» **DATA PROVIDED**
****************

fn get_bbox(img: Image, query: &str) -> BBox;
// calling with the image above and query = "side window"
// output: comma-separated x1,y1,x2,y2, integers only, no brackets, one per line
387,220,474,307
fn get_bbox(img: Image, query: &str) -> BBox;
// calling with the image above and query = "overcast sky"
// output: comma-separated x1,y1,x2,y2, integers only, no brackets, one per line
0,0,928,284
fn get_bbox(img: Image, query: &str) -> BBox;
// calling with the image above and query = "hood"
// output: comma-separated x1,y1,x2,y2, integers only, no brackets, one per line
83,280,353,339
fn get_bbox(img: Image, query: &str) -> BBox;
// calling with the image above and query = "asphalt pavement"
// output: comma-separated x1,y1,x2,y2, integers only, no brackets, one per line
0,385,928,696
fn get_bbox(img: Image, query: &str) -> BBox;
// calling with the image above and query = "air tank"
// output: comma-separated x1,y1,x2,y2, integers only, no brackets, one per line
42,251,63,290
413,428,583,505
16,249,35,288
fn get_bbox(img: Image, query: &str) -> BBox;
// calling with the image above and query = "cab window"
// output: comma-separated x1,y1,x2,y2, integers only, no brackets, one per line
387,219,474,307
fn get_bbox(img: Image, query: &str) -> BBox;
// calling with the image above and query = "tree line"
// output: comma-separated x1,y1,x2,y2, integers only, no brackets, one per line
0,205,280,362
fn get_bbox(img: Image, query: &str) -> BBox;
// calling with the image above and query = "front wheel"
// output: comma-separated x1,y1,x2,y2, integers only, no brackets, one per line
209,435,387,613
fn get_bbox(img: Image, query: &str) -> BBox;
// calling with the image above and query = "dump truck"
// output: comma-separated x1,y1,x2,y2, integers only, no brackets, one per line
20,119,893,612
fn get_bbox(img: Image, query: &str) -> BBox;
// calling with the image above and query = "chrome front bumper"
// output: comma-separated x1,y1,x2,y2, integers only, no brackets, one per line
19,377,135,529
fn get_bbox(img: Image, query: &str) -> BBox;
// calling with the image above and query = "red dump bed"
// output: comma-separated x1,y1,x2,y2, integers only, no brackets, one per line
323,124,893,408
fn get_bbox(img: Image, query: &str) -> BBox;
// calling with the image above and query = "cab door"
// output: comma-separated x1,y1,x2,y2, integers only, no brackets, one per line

****************

Pull out every line above that contains the string "front". Case counts.

// calling with the image above and query = "front wheel"
// calling with the image above and query = "chrome front bumper"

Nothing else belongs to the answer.